Мне интересно другое: а насколько этот ребус, который мне подкидывает автор спектакля, в принципе важен? Нужно ли вообще мучиться, вспоминать и корить себя за необразованность? Может, правильнее считать, что со сцены доносятся тексты Богомолова, импровизирующего на темы, затронутые классиком?

Вопрос третий. Про что спектакль?

В принципе, на него можно не отвечать. Потому что современный театр против ясно формулируемого смысла. Правильный ответ: для каждого свой смысл, что понял — то и твое. В этом плане те, кто строчит в адрес Богомолова гневные филиппики, обвиняя его в цинизме, богохульстве, оскорблении классики или в том, что он упивается всякой неприличной гадостью, скорее зеркалят свое восприятие мира, отвечают на свои собственные представления о прекрасном. К спектаклю Богомолова их обиды отношения не имеют. Его тема — исследование классической культуры на предмет границ, в данном конкретном случае — границ пола и возраста. Богомолов предъявляет зрителям плавающее представление о них: портрет невинной девочки, историю про страсть к тайскому мальчику, инфантильных взрослых, сюсюкающих на манер милых крошек, не по возрасту состарившихся девушек и юношей, мамашу, вожделеющую подаренную сыну игрушку… Детское имеет разное значение: может означать невинность, но может и недоразвитость, инфантильность, незрелость. Может — чистоту, а может — близость к смерти, короткую дистанцию между животным и социальным.

Богомолов мало того что филолог, у него передо мной то преимущество, что он посвятил этим размышлениям несколько месяцев, а то и лет, а я пришла в театр, посмотрела спектакль да пару дней подумала. Книг не перечитывала, в глубины русской культуры не заглядывала. Что утащу, то и мое, за то и спасибо.

Вопрос четвертый. Зачем это смотреть?

Ну, вы меня сейчас будете стыдить: как это зачем, что за вопрос. Меж тем вопрос важный, можно сказать — краеугольный. Современный театр не обещает удовольствия. Старый, классический, театр — обещал. Старался понравиться. Сделать нарядно, красиво, весело или страшно, поучительно или оригинально. Театр развлекал, будоражил чувства и не скрывал своей цели. Потом наступила эпоха смысла. Театр стал строже, драма выдвинулась на первое место (потому что там слова, тексты). Великий Станиславский отменил позолоту, наряды, заставил зрителей сесть в строгие ученические кресла, а актеров повернул к залу спиной, возвел четвертую стену, и теперь зритель, прежде — король и центр театрального мира, вынужден прислушиваться и всматриваться. За это зрителю полагалась награда в виде послания. Театр объяснял ему жизнь, обозначал цели, учил и агитировал.

Новый, современный, театр пошел еще дальше. Он в принципе не заботится о зрителе. Не ухаживает за ним, не учит его, не подсказывает.

В том типе театра, который, как кажется, интересует Богомолова, актеры еще и не играют. Они не интонируют, не подчеркивают смысл, не заражают чувством. Сидят с каменными лицами и безучастно произносят текст. Который тоже не анекдот, не забавная, с шутками и остротами, изящная проза, а сплошное расстройство: во-первых, про неприятное, а во-вторых, с неприличными словами. Но что хуже всего — ни за что этот театр не агитирует, ничему не учит. Только расстраивает.

▸ Данные
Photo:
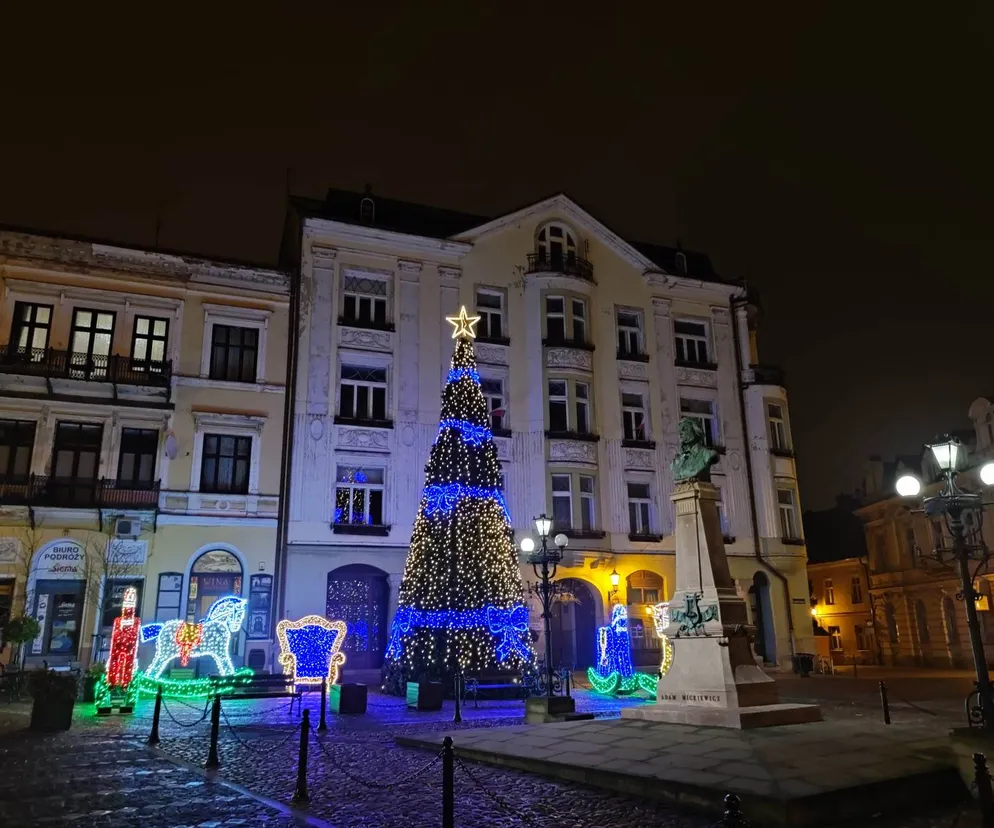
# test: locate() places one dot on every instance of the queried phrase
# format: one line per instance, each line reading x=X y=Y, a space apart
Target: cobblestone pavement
x=100 y=774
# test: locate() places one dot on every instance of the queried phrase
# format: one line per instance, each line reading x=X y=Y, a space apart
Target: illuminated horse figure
x=614 y=673
x=211 y=637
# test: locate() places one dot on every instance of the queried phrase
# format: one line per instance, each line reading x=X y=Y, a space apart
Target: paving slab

▸ Короткая задача
Допишите текст о спектакле Богомолова, начав сразу после его последней фразы. Данные здесь не понадобятся.

▸ Ответ
Современный театр не обещает удовольствия. Старый, классический, театр — обещал.

Богомолов-то еще довольно доброжелательный режиссер, у него есть смешные шутки, балаган, музычка играет популярная, мотивчики знакомые — все это, конечно, пародируется-травестируется, но публика хотя бы дух может перевести. А существуют и куда более жесткие варианты — не буду показывать пальцем.

Так что вопрос, зачем в такой театр ходить, остается открытым. Потому что ответ, который дает современное искусство, — чтобы ощутить изменение состояния, выйти за пределы стереотипов, оказаться в чужом пространстве и пережить опыт его освоения — немногим сегодня кажется привлекательным.

Вопрос пятый и главный. А как оценивать такой театр?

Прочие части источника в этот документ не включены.